Actions to take:
(1) Print the stretch of the running blog post from "And right after" through "bad mental patch.".
(2) Please carry on the running blog post, starting after its final sentence.

Second, I got a few "signs" from my dad up in heaven. Even though he was probably on the sixth green of his morning golf game, he was still keeping tabs on me. The first sign was a runner that passed me wearing a tee shirt that said "Reach higher" -- funny, dad.

Second, one of my favorite songs about surviving cancer started playing. It's a great song, and of course reminded me how lucky I was to be healthy and able to run on a beautiful, green leafy park trail.

And right after that song was a song about a father who had been in war -- sounds depressing, but again, it's a very good song that reminds me of my dad. I can't imagine being 20 like he was, in the Army and living overseas, much less being a soldier today in war zones. How could I complain about having to run eight miles? In nice shoes, with an iPod, on a beautiful running trail?

So I laughed and thanked my dad, and told him to get back to his heavenly golf game. The rest of the run wasn't that much easier, but being open to some signs from heaven certainly got me through that bad mental patch.

The goal for next week is 8.50 miles. I really want to get to 10 miles this year by Labor Day. After that it gets a little chilly here in Michigan, and I do NOT run outside when it's cold. No icicles for me, Jeff W!

Entries shown:
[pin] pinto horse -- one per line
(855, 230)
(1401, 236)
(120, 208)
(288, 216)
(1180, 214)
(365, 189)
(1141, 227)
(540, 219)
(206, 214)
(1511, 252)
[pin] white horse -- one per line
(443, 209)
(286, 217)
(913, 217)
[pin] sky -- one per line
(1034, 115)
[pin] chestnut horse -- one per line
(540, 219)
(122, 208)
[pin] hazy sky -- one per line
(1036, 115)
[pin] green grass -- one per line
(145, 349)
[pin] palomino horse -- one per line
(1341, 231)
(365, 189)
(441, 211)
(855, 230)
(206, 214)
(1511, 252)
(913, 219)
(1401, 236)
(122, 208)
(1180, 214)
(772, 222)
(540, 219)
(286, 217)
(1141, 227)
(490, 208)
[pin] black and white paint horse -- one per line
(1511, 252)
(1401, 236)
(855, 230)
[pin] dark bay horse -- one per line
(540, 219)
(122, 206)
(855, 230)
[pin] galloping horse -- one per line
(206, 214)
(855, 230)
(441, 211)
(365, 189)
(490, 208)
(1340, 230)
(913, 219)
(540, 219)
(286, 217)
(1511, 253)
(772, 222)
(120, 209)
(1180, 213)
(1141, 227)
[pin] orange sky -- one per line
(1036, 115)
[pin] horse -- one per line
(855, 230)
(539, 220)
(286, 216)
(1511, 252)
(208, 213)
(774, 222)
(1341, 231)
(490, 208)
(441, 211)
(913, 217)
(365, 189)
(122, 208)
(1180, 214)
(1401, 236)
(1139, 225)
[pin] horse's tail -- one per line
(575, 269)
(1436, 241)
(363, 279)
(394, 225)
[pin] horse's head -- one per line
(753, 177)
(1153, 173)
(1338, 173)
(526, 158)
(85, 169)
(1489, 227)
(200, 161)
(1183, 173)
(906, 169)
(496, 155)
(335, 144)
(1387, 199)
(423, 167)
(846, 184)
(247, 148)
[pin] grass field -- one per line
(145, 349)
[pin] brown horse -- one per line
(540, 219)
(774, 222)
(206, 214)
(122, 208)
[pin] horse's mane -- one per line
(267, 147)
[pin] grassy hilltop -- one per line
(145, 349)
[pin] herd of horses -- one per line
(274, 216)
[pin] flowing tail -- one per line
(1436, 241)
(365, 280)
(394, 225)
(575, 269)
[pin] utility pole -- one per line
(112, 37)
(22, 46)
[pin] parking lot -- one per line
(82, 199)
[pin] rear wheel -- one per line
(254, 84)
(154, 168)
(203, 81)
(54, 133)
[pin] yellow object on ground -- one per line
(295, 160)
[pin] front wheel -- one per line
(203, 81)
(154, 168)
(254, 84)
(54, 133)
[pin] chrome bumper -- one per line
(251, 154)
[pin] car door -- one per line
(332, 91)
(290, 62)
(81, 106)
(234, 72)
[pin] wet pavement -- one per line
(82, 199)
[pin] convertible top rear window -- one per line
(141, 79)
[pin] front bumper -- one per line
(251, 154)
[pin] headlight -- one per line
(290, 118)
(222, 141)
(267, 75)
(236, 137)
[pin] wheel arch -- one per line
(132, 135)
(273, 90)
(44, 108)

Exercise responses:
(1)
And right after that song was a song about a father who had been in war -- sounds depressing, but again, it's a very good song that reminds me of my dad. I can't imagine being 20 like he was, in the Army and living overseas, much less being a soldier today in war zones. How could I complain about having to run eight miles? In nice shoes, with an iPod, on a beautiful running trail?

So I laughed and thanked my dad, and told him to get back to his heavenly golf game. The rest of the run wasn't that much easier, but being open to some signs from heaven certainly got me through that bad mental patch.

(2)
Tuesday, August 18, 2009

Seven The Hard Way

My goal this past weekend was to run 7 miles. I really need to get up to 10 by Labor Day, before winter sets in up here in Michigan.

So I mentally prepared Friday night, but didn't have a good night's sleep. When I got up Saturday I really wanted to blow it off, but I didn't. Why? All week I had been visualizing getting the 7 miles done, as well as telling myself that this was really an exercise in mental toughness.

So off I went, about 30 minutes later than I planned, but I thought I could still get done before the heat got bad.

I did manage my 7 miles, and most of it was not too bad -- not much runner's high -- but not bad. My mental toughness was tested around mile four -- was all ready to quit, but didn't. And of course, that last mile seven was tough, but that's always the case for the last mile anyway!

So, the good news. I did it and it was a good mental workout. The bad news, this coming weekend I have to run 8!!

Thursday, August 13, 2009

425 To Go!

Ever since I started training last year for the race, I've been tracking my training data every day. And once I started tracking, it was natural to set some goals each month.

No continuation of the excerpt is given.